The lines from the start of the data through the line containing "identify the road" are to be reproduced exactly, both ends included.

########################################

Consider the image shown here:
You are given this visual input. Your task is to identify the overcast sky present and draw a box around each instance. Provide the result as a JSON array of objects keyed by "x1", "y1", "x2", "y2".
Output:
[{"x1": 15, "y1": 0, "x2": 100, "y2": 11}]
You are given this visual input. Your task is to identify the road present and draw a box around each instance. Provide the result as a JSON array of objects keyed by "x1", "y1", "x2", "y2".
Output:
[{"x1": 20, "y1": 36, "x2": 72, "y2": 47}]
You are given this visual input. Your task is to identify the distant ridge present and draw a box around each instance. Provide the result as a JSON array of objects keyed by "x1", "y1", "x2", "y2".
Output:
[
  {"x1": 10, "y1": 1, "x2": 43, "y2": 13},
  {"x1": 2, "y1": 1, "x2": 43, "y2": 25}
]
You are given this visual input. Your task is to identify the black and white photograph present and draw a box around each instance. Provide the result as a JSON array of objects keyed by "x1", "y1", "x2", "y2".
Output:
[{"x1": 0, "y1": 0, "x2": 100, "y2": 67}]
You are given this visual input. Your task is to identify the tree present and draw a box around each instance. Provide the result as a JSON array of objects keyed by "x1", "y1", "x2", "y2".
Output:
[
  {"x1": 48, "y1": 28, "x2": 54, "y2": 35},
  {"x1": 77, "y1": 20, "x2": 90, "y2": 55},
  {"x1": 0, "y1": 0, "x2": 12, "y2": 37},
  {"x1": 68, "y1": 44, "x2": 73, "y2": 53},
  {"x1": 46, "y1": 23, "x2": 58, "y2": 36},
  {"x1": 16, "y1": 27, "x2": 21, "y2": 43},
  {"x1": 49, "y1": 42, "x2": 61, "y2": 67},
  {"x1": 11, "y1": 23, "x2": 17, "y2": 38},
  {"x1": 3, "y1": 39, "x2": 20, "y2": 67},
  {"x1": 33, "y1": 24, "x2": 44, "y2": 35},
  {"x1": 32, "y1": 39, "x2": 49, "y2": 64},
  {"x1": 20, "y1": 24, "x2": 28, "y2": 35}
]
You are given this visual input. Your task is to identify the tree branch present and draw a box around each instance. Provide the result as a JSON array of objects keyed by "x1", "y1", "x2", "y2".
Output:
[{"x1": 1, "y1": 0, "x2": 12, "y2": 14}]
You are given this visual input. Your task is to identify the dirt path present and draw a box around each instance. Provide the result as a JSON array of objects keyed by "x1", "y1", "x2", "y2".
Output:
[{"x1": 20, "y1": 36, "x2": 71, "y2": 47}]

########################################

**WORKED SOLUTION**
Consider the image shown here:
You are given this visual input. Your task is to identify the overcast sky present and draw a box around each instance. Provide the result as a JSON array of objects keyed by "x1", "y1", "x2", "y2".
Output:
[{"x1": 15, "y1": 0, "x2": 100, "y2": 11}]
You are given this visual input. Your task is to identify the road present and draw a box around each instance. Provide the result as a JSON array of objects keyed by "x1", "y1", "x2", "y2".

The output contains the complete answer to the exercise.